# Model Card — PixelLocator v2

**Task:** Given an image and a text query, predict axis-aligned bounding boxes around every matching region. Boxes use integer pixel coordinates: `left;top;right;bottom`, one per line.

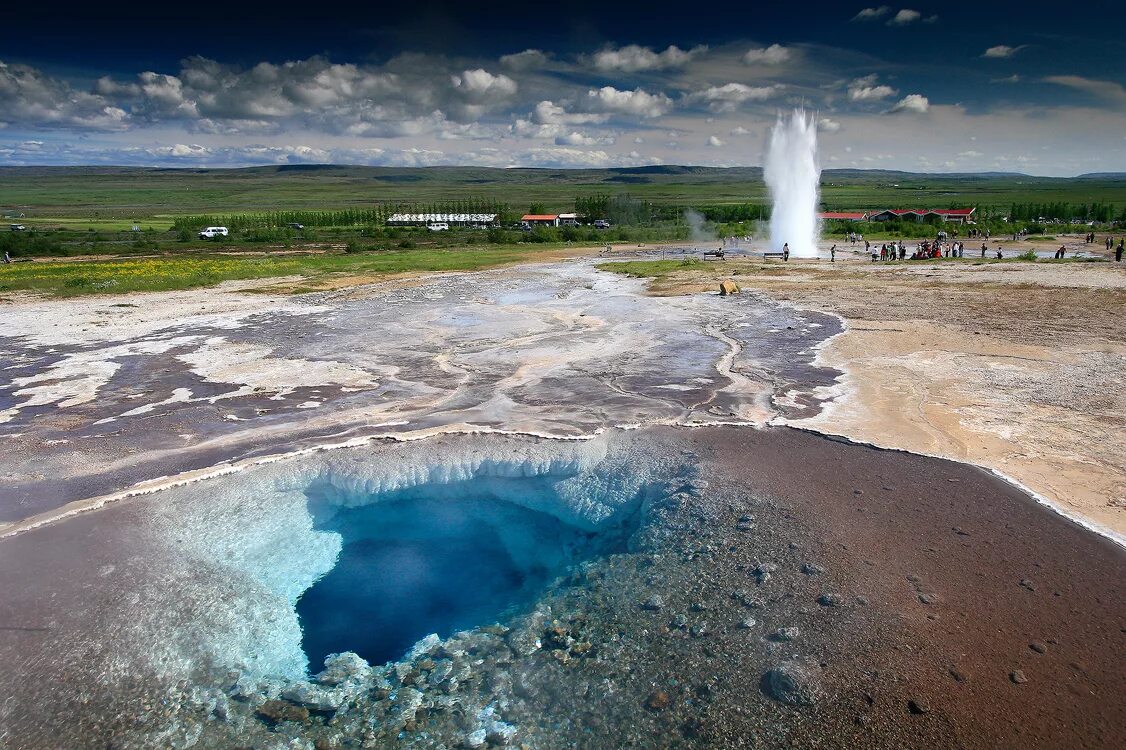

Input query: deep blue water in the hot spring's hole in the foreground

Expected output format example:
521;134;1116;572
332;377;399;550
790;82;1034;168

297;476;632;666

^^^^

YOUR OBJECTIVE |
Restate each record from above word for word, excluding any picture it holds.

RESPONSE AREA |
# Model Card — PixelLocator v2

**Task:** Given an image and a text query, predict axis-aligned bounding boxes around every matching region. Boxes use integer pixel coordinates: `left;top;right;bottom`, one per line.


Input query: deep blue water in the hot spring's hole in the foreground

Expected output format example:
521;134;1116;572
332;377;399;550
790;82;1034;168

297;476;632;666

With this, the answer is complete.